Job - Count the lines in the items below that contain the string "outline", treating uppercase and lowercase as different. Reply with the number only.

Supplied entries -

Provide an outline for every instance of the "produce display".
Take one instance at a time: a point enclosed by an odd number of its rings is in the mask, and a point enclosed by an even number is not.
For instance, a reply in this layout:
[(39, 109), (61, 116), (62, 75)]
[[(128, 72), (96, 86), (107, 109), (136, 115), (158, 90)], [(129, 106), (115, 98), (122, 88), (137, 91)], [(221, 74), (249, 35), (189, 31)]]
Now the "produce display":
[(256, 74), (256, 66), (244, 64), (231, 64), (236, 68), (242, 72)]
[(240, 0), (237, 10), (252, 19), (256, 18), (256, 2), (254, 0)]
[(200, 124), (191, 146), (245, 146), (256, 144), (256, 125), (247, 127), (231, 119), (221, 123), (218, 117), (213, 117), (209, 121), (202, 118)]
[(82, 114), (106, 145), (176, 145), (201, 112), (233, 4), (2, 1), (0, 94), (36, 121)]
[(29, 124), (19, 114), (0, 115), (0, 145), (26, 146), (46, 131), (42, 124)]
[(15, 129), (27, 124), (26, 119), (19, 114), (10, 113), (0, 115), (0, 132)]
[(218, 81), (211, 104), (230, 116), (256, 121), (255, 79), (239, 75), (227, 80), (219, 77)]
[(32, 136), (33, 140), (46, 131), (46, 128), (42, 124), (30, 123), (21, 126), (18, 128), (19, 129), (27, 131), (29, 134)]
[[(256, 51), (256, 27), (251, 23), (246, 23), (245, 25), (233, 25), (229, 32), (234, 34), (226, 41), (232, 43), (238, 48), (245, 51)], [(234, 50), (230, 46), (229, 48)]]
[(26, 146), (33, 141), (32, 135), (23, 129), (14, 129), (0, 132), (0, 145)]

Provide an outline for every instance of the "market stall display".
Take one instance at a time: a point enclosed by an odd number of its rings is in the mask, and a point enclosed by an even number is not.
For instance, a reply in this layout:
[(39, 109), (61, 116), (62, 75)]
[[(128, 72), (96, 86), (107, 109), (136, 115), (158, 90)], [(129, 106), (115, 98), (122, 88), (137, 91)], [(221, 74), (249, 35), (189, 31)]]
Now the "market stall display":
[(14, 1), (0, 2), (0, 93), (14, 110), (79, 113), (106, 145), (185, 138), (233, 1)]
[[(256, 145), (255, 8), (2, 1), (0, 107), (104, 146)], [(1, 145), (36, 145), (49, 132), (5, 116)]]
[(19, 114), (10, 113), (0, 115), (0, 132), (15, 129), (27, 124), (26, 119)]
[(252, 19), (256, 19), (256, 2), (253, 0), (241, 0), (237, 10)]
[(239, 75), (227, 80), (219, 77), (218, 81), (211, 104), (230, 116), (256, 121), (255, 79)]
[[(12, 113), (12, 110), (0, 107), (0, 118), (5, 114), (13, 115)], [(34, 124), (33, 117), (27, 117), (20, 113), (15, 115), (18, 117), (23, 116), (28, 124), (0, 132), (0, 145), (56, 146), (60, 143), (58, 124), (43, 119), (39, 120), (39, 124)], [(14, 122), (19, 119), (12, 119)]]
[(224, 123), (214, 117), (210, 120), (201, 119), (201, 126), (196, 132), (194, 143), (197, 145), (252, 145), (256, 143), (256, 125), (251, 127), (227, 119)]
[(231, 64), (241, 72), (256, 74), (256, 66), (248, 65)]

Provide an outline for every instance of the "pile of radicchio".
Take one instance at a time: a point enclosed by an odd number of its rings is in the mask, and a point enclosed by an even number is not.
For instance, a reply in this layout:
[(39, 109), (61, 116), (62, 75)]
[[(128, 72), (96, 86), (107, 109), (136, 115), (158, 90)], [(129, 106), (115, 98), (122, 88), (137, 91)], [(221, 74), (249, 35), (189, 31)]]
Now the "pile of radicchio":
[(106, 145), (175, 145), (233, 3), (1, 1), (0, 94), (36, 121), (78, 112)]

Answer to the task - 3